**Excerpted passage:**
==============================

Eventually, you will realize you may want a second chinchilla.

You can read my post about if chinchillas do better in pairs here.

Sometimes chinchilla does better in pairs and sometimes it doesn’t work out.

Nonetheless, after having 1 awesome chinchilla, the desire to adopt a second is always around.

Plain and simple.

Big Chinchilla Cages Allow for More Toys, Shelves, and Accessories

Again, if you are a newer or soon to be chinchilla parent, you may think I’m crazy.

Here’s the deal.

You are going to enjoy spending the small dollars on your chinchilla all the time.

There are tons of accessories, toys, and items you can get for a chinchilla to enjoy.

This can include wooden shelves, hammocks, play toys and hiding boxes.

They even make nifty wooden bridges for your chinchilla to climb on.

It’s awesome.

If you purchase a small chinchilla cage, you are going to be limiting your options early in the game.

Ensuring you purchase a big chinchilla cage allows you to have much more fun with the adventure.

I have items all over my chinchilla cage.

I have 4 wooden shelves, 2 bridges, 2 hiding boxes, 2 water bottles, and many other toys.

It keeps her able to jump around and have something to do no matter what the situation may be.

No need to cut this ability short when it’s only coming down to a few dollars.

Get the Largest Chinchilla Cage Your Living Space Will Allow For

Here’s a consideration we haven’t discussed yet.

I understand that some individuals may not have the square feet in their home to get the biggest cage.

This is perfectly okay and does not mean that you shouldn’t adopt a chinchilla.

However, read the measurements on the cage you are looking to purchase.

My post about the best chinchilla cages above even details the measurements for you.

Pick the room in your house where you plan to keep your chinchilla cage.

Measure out what you have space for without pushing the limits.

==============================

**Given data:**
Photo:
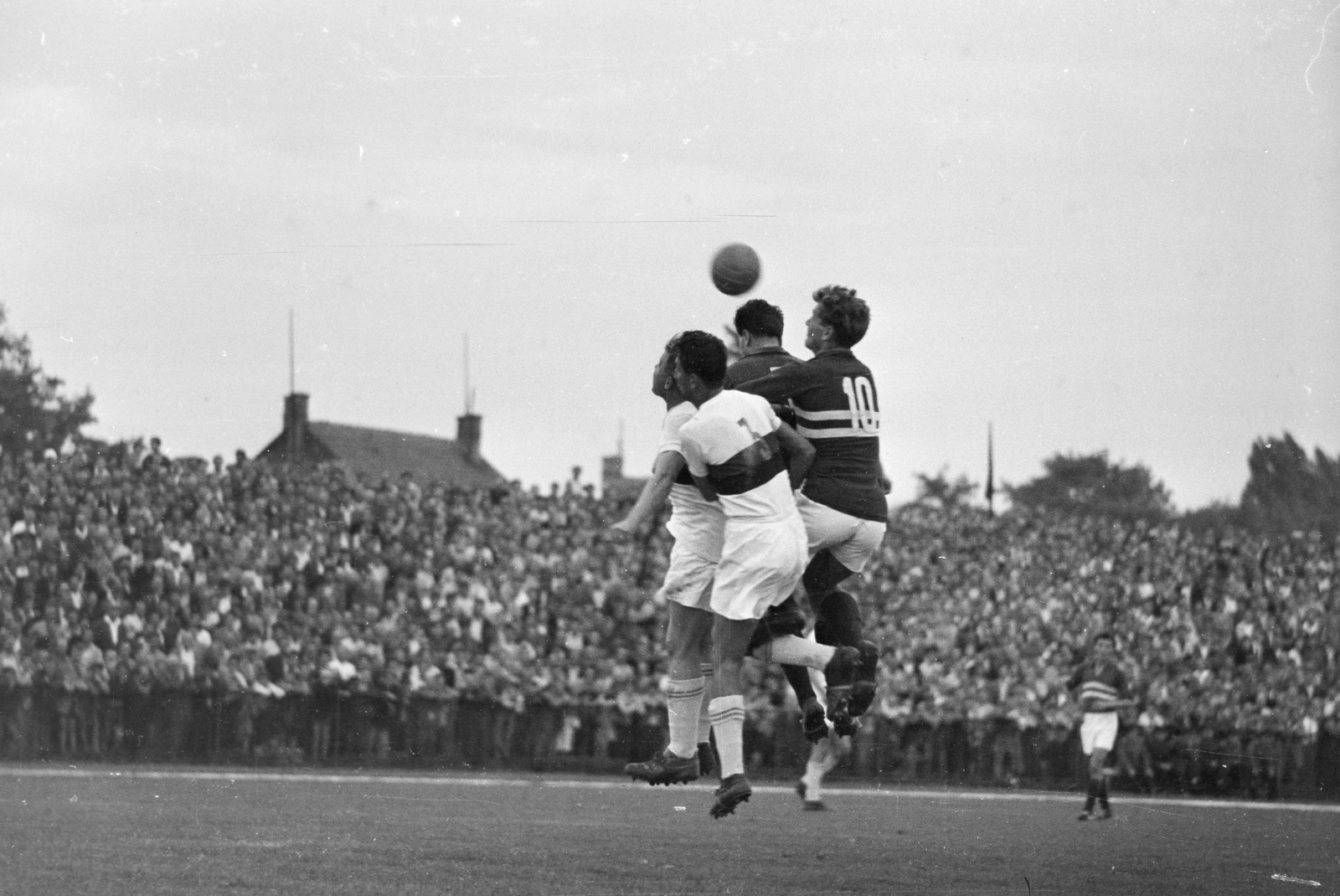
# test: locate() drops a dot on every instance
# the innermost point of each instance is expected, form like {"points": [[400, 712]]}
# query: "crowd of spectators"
{"points": [[126, 574]]}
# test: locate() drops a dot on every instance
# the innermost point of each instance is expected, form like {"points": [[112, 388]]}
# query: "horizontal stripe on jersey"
{"points": [[750, 467], [831, 415], [1098, 682], [835, 433]]}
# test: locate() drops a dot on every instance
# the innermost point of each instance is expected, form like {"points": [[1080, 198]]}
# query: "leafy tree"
{"points": [[1288, 491], [1092, 484], [1214, 518], [34, 413], [938, 491]]}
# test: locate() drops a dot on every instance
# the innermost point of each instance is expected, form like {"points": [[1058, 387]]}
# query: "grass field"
{"points": [[173, 831]]}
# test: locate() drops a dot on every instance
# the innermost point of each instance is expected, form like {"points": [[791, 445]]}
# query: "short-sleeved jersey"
{"points": [[838, 410], [694, 521], [1099, 681], [732, 442], [759, 363]]}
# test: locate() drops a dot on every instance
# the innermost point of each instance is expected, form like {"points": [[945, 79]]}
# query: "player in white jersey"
{"points": [[697, 527], [743, 457]]}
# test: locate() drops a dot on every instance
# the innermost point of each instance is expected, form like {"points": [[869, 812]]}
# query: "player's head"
{"points": [[700, 364], [662, 378], [841, 319], [757, 322]]}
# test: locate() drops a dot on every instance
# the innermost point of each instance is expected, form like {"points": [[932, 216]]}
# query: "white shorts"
{"points": [[851, 540], [689, 578], [760, 565], [1098, 732]]}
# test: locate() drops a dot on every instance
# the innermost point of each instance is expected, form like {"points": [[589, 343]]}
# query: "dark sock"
{"points": [[799, 679]]}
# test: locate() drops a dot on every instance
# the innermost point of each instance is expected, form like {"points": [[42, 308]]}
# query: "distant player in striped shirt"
{"points": [[1102, 693]]}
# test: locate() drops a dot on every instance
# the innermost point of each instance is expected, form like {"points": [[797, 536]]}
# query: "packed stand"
{"points": [[131, 585]]}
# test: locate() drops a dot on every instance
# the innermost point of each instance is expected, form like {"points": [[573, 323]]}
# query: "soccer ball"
{"points": [[734, 270]]}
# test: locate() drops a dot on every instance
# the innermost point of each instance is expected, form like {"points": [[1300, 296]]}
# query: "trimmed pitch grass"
{"points": [[111, 831]]}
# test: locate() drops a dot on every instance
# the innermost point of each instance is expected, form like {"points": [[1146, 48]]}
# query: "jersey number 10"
{"points": [[861, 401]]}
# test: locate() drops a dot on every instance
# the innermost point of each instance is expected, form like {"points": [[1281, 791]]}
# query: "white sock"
{"points": [[683, 701], [728, 723], [709, 681], [790, 650], [817, 768]]}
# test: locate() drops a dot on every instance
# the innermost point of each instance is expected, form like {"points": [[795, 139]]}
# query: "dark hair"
{"points": [[760, 319], [703, 355], [844, 312]]}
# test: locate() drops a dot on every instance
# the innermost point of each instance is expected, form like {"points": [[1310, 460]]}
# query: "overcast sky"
{"points": [[1096, 225]]}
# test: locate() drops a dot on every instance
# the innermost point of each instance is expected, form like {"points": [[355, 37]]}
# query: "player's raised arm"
{"points": [[797, 451], [705, 487], [654, 493]]}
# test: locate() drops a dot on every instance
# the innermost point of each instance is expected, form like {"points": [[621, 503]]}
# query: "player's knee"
{"points": [[823, 574], [838, 621]]}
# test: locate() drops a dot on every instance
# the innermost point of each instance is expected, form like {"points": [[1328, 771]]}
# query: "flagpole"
{"points": [[991, 471]]}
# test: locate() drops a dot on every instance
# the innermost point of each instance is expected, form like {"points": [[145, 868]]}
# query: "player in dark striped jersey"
{"points": [[843, 500], [759, 327], [743, 457], [1102, 693]]}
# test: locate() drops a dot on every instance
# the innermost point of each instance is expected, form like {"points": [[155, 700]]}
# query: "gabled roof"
{"points": [[385, 453]]}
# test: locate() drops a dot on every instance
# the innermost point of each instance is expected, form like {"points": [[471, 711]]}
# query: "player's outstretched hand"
{"points": [[621, 532]]}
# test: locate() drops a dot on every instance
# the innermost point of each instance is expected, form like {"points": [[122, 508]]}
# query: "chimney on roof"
{"points": [[468, 435], [295, 426]]}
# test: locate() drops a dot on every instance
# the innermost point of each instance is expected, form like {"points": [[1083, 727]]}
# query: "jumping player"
{"points": [[760, 327], [744, 457], [697, 528], [1102, 693], [843, 502]]}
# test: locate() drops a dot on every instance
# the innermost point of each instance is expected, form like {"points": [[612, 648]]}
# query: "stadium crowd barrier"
{"points": [[459, 733]]}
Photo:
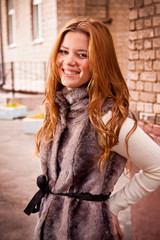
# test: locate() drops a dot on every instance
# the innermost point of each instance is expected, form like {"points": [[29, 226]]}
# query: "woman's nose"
{"points": [[70, 59]]}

==============================

**Stated task 1:** Repeat the chinchilla cage post word for word, from "Sometimes chinchilla does" to "think I’m crazy.".
**Stated task 2:** In the chinchilla cage post, how many wooden shelves does the writer have in the cage?
**Stated task 3:** Pick up the chinchilla cage post where it stops and write the next part.
You won't need the data for any of this.

**Written reply 1:**
Sometimes chinchilla does better in pairs and sometimes it doesn’t work out.

Nonetheless, after having 1 awesome chinchilla, the desire to adopt a second is always around.

Plain and simple.

Big Chinchilla Cages Allow for More Toys, Shelves, and Accessories

Again, if you are a newer or soon to be chinchilla parent, you may think I’m crazy.

**Written reply 2:** Four.

**Written reply 3:**
If it needs to be smaller than a dual-level cage that’s perfectly fine.

In these situations, just ensure you always make time to let your chinchilla every day.

Don’t get me wrong either, you need to be making time to get your chinchilla out every day regardless.

I think you get my point.

Don’t get overly stressed if you can’t get a dual-level mansion cage on day 1.

However, if you have space and the budget, plan now and get the larger cage.

Again, your chinchilla will be much happier and mentally stimulated with a larger cage.

It’s just the way it is.

Chinchillas Need a Big Cage, If You Can Get It, Do So If You Can’t, Work Towards That

So, let’s recap briefly.

Do chinchillas need a big cage? Yes, chinchillas absolutely need a big cage.

However, as I stated several times, don’t let this hold you back from adopting a chinchilla.

They are enjoyable pets to own and bring the owners and families plenty of joy.

If you can’t get the large cage now, set a goal to do so in the immediate future.

It will be well worth it over the course of the next 15-20 years.

Your Turn to Chime In.

What’re your thoughts on the subject if chinchillas need a big cage?

Do you believe I left anything out on why chinchillas absolutely need a big cage?

Which chinchilla cage do you recommend to the readers?

Be sure to share your stories and drop a comment below.

As always, I appreciate you and thanks for stopping by.

See you next time.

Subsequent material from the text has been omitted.